EXCERPT >>
============

Thus it's safe to say that the names and means of each of these constants is general knowledge.

The values I have used have all been calculated from first principles or taken from external publicly available sources without restrictions on use (NIST).

ngwood commented 2 years ago

To confirm, I did not need to use the Accellera constants.vams file in any way to create the new constants.vams file.

ngwood commented 2 years ago

I guess the alternative is to just not ship with the header files, thereby forcing users to find there own versions. I know the Xyce buildxyceplugin script, which I use, assumes ADMS has these headers though; therefore, removing them would require Xyce users who what to use this script to include a copy of the headers in their current working directory (as ADMS will look there) too.

felix-salfelder commented 2 years ago

On Mon, Jan 03, 2022 at 06:00:06AM -0800, Neal wrote:

I have worked in accordance with the clean room proposal. All constant names are listed there [..]

That's good news. Maybe we should reference (+ cite) this list, mention that all M_s (except one) are defined in POSIX, include your human readable diff, just in case, and call it a day?

Thanks

felix-salfelder commented 2 years ago

On Mon, Jan 03, 2022 at 06:22:42AM -0800, Neal wrote:

[..] use this script to include a copy of the headers in their current working directory (as ADMS will look there) too.

Wrt. "current working directory" I have openened a new ticket, #102.

ngwood commented 2 years ago

I was already made aware of the licensing issue and had been directed to the clean room list. I was also aware of 7c78bb809f1973c659aa737cc570f2dc535e7fd7 and was able to inspect the current file. I essentially implemented the clean room list as a Perl script so that is could be quickly and easily tweaked if required, without the need to manually recalculate values or risk copy/paste errors, while also being self documenting.

============

DATA PROVIDED >>
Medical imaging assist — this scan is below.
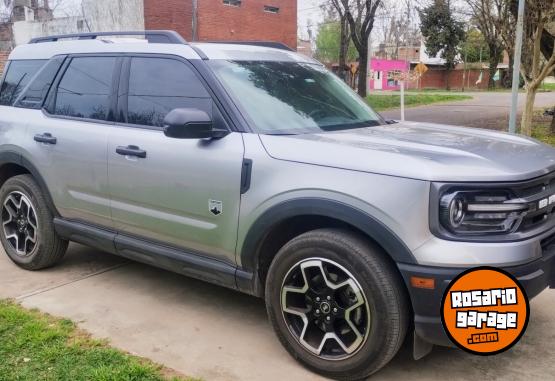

============

PROBLEM STATEMENT >> Duplicate the part of the constants-file thread starting with "I have worked" and going on through "call it a day?", word for word.

TASK SOLUTION >>
I have worked in accordance with the clean room proposal. All constant names are listed there [..]

That's good news. Maybe we should reference (+ cite) this list, mention that all M_s (except one) are defined in POSIX, include your human readable diff, just in case, and call it a day?